┏━━

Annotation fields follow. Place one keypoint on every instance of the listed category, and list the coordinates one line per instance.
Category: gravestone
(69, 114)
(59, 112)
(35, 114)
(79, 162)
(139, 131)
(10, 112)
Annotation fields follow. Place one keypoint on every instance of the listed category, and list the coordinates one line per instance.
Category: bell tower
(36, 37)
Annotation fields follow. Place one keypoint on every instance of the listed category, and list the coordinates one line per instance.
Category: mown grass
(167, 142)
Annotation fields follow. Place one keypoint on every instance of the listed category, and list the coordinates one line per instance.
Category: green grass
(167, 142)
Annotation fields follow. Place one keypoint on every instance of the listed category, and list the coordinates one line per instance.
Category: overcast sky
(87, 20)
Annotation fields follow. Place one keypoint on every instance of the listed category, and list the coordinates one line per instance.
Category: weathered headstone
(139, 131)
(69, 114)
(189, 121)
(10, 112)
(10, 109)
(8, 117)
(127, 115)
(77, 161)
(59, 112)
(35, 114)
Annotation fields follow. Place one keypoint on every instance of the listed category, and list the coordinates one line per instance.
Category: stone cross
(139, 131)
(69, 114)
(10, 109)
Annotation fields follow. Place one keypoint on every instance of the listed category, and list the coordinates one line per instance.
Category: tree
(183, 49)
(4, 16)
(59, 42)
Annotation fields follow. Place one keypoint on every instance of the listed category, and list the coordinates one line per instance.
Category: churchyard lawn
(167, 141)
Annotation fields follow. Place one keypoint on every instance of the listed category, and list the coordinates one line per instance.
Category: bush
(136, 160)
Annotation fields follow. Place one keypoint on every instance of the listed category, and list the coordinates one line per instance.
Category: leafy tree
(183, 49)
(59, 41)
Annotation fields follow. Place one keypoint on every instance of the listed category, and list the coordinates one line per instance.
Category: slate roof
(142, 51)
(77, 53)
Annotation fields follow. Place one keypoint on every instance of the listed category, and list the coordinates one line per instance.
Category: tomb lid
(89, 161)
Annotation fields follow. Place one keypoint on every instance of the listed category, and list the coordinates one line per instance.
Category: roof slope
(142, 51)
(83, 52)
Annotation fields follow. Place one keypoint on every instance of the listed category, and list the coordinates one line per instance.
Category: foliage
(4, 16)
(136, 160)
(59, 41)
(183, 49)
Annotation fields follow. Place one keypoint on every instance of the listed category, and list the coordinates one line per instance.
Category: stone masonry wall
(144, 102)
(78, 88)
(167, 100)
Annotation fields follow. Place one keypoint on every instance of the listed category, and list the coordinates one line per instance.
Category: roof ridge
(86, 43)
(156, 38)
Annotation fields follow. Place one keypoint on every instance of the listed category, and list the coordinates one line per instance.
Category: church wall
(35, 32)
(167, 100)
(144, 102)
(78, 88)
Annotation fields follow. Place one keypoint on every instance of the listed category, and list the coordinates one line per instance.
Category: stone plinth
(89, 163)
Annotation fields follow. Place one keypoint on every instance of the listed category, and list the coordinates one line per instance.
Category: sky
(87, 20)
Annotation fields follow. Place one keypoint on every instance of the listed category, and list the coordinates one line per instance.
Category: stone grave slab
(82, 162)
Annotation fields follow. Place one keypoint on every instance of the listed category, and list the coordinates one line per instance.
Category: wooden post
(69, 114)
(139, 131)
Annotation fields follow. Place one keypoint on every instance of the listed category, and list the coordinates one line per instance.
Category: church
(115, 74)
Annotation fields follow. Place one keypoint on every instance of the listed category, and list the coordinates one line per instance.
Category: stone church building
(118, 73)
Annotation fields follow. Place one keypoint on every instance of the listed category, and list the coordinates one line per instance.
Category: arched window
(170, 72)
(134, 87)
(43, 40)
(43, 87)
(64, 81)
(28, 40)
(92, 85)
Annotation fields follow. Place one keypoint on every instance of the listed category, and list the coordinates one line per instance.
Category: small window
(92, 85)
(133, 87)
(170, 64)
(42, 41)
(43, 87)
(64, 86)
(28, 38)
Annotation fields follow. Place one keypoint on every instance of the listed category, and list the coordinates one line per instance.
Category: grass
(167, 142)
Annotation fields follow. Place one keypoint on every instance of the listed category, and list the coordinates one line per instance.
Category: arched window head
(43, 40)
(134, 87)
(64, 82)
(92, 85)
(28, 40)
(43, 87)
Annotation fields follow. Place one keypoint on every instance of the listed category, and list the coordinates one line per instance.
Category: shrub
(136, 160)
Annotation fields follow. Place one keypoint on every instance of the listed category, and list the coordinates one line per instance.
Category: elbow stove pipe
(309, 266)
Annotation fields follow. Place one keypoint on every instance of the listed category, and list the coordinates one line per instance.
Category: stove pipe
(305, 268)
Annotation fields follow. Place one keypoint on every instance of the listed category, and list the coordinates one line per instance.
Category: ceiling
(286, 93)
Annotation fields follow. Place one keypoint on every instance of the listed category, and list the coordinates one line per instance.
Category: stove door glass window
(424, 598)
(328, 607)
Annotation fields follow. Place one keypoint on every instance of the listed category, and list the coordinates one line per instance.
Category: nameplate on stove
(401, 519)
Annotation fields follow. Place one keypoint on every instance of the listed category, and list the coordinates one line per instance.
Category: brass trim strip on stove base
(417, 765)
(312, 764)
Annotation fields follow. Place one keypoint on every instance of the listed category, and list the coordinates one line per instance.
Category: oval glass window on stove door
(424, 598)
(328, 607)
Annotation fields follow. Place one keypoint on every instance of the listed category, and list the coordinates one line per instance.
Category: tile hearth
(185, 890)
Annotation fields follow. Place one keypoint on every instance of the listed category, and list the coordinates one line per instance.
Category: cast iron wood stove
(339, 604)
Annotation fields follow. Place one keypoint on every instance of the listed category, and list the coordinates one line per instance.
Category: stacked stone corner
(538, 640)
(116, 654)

┗━━

What is required |
Give back the material above in its entirety, with every word intact.

Answer below |
Annotation fields follow. Place one keypoint on every instance of the listed category, and list the coordinates one line per instance.
Category: gravestone
(69, 114)
(59, 112)
(35, 114)
(79, 162)
(139, 131)
(10, 112)
Annotation fields follow. Place one keypoint on every instance of the listed category, and list the coordinates one line per instance.
Category: bell tower
(36, 37)
Annotation fields follow. Place one keypoint on every instance of the listed category, and list the coordinates one line per instance.
Category: mown grass
(167, 142)
Annotation fields follow. Place one keypoint on every instance of the listed category, and list the coordinates one line per instance.
Category: green grass
(167, 142)
Annotation fields follow. Place one keypoint on every instance of the listed category, and list the coordinates one line per instance.
Category: overcast sky
(87, 20)
Annotation fields follow. Place one keypoint on every instance of the listed category, and list the coordinates one line per instance.
Category: weathered headstone
(139, 131)
(69, 114)
(189, 121)
(10, 112)
(10, 109)
(8, 117)
(127, 115)
(77, 161)
(59, 112)
(35, 114)
Annotation fields follow. Place one keypoint on every instance of the listed category, and list the coordinates one line per instance.
Category: stone cross
(139, 131)
(69, 114)
(10, 109)
Annotation fields follow. Place one keypoint on every instance of the listed category, and list the coordinates one line per instance.
Category: tree
(183, 49)
(4, 16)
(59, 42)
Annotation fields follow. Place one keypoint on every instance of the listed category, and list the coordinates one line per instance.
Category: churchyard lawn
(167, 141)
Annotation fields follow. Place one keypoint on every instance of the listed category, and list the coordinates one line per instance.
Category: bush
(136, 160)
Annotation fields follow. Place one keypoint on every instance of the listed category, and list the coordinates one line per instance.
Category: leafy tree
(183, 49)
(59, 41)
Annotation fields follow. Place one keypoint on every instance of the listed category, and list the coordinates one line per instance.
Category: slate roof
(142, 51)
(77, 53)
Annotation fields follow. Place one keypoint on every instance of the listed category, and list the coordinates one line per instance.
Category: tomb lid
(89, 161)
Annotation fields follow. Place one keypoint on every instance of the listed category, and list the coordinates one line per instance.
Category: roof slope
(142, 51)
(83, 52)
Annotation fields follow. Place one keypoint on every instance of the listed category, and list the coordinates one line per instance.
Category: foliage
(4, 16)
(136, 160)
(59, 41)
(183, 49)
Annotation fields follow. Place one keypoint on every instance of the listed category, and list the coordinates one line per instance.
Category: stone masonry wall
(144, 102)
(78, 88)
(167, 100)
Annotation fields follow. Place one keypoint on every instance of the listed category, and list the coordinates one line per instance.
Category: roof ridge
(86, 43)
(156, 38)
Annotation fields follow. Place one keypoint on every instance of the listed category, and list the coordinates one line per instance.
Category: church wall
(35, 32)
(167, 100)
(144, 102)
(78, 88)
Annotation fields follow. Place one keypoint on every instance of the listed category, and list the coordinates one line per instance.
Category: stone plinth
(89, 163)
Annotation fields follow. Place one keypoint on every instance of the listed category, and list the coordinates one line per instance.
Category: sky
(87, 20)
Annotation fields follow. Place one keypoint on every instance of the listed category, and list the coordinates one line per instance.
Category: stone grave slab
(82, 162)
Annotation fields follow. Place one keypoint on every instance of the listed category, and list the coordinates one line per instance.
Category: wooden post
(69, 114)
(139, 131)
Annotation fields follow. Place one keypoint on every instance of the listed category, and list the coordinates one line per instance.
Category: church
(115, 74)
Annotation fields follow. Place one keypoint on every instance of the listed category, and list the coordinates one line per instance.
Category: stone church building
(118, 73)
Annotation fields follow. Place one keypoint on every instance of the listed category, and list the coordinates one line per instance.
Category: arched window
(170, 72)
(134, 87)
(43, 40)
(43, 87)
(64, 81)
(28, 40)
(92, 85)
Annotation fields follow. Place one keypoint on every instance of the listed category, and list the coordinates one line per instance.
Category: small window
(92, 85)
(133, 87)
(170, 64)
(42, 41)
(43, 87)
(64, 86)
(28, 38)
Annotation fields follow. Place one keypoint on every instance of the listed category, and list the coordinates one line per instance.
Category: grass
(167, 142)
Annotation fields follow. Place one keypoint on every instance of the listed category, and list the coordinates one line per instance.
Category: arched window head
(43, 40)
(134, 87)
(64, 82)
(92, 85)
(28, 40)
(43, 87)
Annotation fields follow. Place one keypoint on every instance of the listed category, and list the coordinates one line per instance.
Category: shrub
(136, 160)
Annotation fields follow. Place one keypoint on every instance of the listed category, and list the coordinates one line per instance.
Category: elbow stove pipe
(309, 266)
Annotation fields follow. Place one keypoint on every instance of the listed category, and list the coordinates one line per instance.
Category: stove pipe
(305, 268)
Annotation fields follow. Place one keypoint on every instance of the listed category, and list the coordinates one line per instance.
Category: ceiling
(286, 93)
Annotation fields follow. Place one keypoint on every instance of the listed category, and list the coordinates one line per instance.
Category: stove door glass window
(424, 598)
(328, 607)
Annotation fields follow. Place one keypoint on every instance of the listed category, and list the coordinates one line per instance.
Category: nameplate on stove
(401, 519)
Annotation fields follow. Place one keypoint on every instance of the listed category, and list the coordinates one line per instance.
Category: brass trim strip on stove base
(417, 765)
(312, 764)
Annotation fields follow. Place one keypoint on every instance of the listed category, and list the coordinates one line per instance.
Category: oval glass window on stove door
(424, 598)
(328, 607)
Annotation fields follow. Place one keypoint on every instance of the listed category, and list the coordinates one line per instance.
Category: tile hearth
(185, 890)
Annotation fields follow. Place one keypoint on every instance of the listed category, and list the coordinates one line per instance.
Category: cast iron wood stove
(339, 604)
Annotation fields follow. Place one keypoint on every instance of the listed category, and list the coordinates one line per instance.
Category: stacked stone corner
(538, 640)
(116, 654)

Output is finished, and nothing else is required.